- Entries shown -
⁂

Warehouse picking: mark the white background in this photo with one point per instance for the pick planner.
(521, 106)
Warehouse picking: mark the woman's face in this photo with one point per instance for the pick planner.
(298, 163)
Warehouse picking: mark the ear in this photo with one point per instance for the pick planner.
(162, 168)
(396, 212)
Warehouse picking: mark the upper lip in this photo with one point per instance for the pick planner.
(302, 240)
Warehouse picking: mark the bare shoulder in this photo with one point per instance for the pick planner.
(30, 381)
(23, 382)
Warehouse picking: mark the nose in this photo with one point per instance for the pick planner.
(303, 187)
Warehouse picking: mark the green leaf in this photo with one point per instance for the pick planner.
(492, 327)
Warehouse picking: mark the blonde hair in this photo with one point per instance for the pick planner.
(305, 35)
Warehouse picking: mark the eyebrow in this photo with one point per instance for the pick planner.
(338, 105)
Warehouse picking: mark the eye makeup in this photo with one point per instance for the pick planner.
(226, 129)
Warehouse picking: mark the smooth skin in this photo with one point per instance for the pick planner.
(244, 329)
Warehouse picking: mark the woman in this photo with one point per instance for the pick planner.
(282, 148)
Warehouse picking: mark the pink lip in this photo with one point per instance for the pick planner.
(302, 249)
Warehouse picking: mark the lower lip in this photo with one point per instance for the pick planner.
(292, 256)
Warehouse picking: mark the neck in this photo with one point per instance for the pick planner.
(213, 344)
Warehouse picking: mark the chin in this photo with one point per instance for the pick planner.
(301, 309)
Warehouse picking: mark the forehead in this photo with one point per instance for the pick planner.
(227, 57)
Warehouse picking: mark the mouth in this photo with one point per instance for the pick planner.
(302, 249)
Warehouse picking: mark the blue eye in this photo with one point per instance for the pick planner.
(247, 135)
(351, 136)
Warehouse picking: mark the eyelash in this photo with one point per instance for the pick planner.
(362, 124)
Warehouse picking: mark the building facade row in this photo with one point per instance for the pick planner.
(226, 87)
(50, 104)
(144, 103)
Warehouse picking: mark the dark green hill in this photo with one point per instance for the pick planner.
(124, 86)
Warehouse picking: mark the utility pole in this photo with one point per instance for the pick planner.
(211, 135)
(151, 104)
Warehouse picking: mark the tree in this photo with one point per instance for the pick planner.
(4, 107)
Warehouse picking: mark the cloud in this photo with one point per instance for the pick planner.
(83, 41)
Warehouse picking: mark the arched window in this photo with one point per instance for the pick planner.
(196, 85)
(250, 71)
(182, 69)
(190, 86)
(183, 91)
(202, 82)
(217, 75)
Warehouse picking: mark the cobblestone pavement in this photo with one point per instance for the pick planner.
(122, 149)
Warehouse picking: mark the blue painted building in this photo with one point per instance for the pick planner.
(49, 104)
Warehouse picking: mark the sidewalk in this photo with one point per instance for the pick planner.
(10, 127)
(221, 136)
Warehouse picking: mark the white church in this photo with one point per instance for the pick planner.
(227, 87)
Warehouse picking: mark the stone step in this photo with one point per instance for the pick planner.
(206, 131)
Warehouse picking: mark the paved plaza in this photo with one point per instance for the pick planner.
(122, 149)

⁂

- Set task -
Render the entries above as a two-column CSV with the header row text,answer. Give one row per entry, putting its text and its answer each in a single double-quoted field, and replace every line break inside a field with a space.

- Task output -
text,answer
"Warehouse picking: mark the white background in this photo with one point per instance for the pick planner.","(521, 106)"
"Warehouse picking: mark the woman's face in this photo with one point per instance for the pick planner.","(298, 163)"
"Warehouse picking: mark the ear in this photo with one point per instance for the pick planner.","(162, 168) (396, 212)"
"Warehouse picking: mark the upper lip in this photo with one point per instance for the pick planner.","(302, 240)"
"Warehouse picking: mark the bare shoulder in this photo with one point per instance for the pick planner.","(30, 381) (23, 382)"
"Warehouse picking: mark the nose in this photo with one point per instance for the pick planner.","(303, 187)"
"Warehouse picking: mark the green leaf in this photo with one point per instance for the pick planner.","(492, 327)"
"Warehouse picking: mark the blonde hair in this photo with one point per instance for the pick planner.","(305, 35)"
"Warehouse picking: mark the eyebrow in this photo with one point per instance for the pick planner.","(338, 105)"
"Warehouse picking: mark the eye makeup in this photo with one point per instance for the pick planner.","(226, 129)"
"Warehouse picking: mark the smooth skin in this photo with one point per instance for the pick planner.","(244, 329)"
"Warehouse picking: mark the woman in this photo with one point per instance for the pick planner.","(282, 148)"
"Warehouse picking: mark the pink lip in this photo with one point per instance for the pick planner.","(302, 249)"
"Warehouse picking: mark the lower lip in this photo with one point per instance for the pick planner.","(292, 256)"
"Warehouse picking: mark the neck in this photo with one point per instance for the pick planner.","(213, 344)"
"Warehouse picking: mark the chin in this photo with one point per instance for the pick planner.","(301, 309)"
"Warehouse picking: mark the forehead in this photo with one point per instance for the pick planner.","(227, 57)"
"Warehouse picking: mark the mouth in this photo with one point per instance for the pick planner.","(302, 249)"
"Warehouse picking: mark the blue eye in this photo with one point per instance for the pick planner.","(247, 135) (351, 136)"
"Warehouse picking: mark the eyelash in this photo with one point per instance for the pick planner.","(362, 124)"
"Warehouse picking: mark the building facade row in this photo with one point per instance for the pick planner.","(226, 87) (50, 104) (144, 103)"
"Warehouse picking: mark the dark green hill in this photo with one point per instance for the pick planner.","(124, 86)"
"Warehouse picking: mark the utility pole in this photo with one point per instance for the pick planner.","(211, 135) (151, 104)"
"Warehouse picking: mark the tree in this photo with one point per instance for the pick planner.","(4, 107)"
"Warehouse picking: mark the cloud in this photo with one point per instance for the pick planner.","(83, 41)"
"Warehouse picking: mark the arched window in this photo with one point per instance for the pick planner.","(196, 85) (250, 71) (182, 69) (190, 86) (183, 91) (202, 82) (217, 75)"
"Warehouse picking: mark the cobblestone pavement in this photo with one point per instance for the pick planner.","(122, 149)"
"Warehouse picking: mark the blue painted building in this photo with one point per instance for the pick planner.","(49, 104)"
"Warehouse picking: mark the sidewalk in this photo with one point per instance for the pick planner.","(10, 127) (221, 136)"
"Warehouse picking: mark the white church in this photo with one point per instance for the pick planner.","(227, 87)"
"Warehouse picking: mark the stone step in this photo with one point per instance for the pick planner.","(206, 131)"
"Warehouse picking: mark the paved plaza in this photo with one point per instance for the pick planner.","(122, 149)"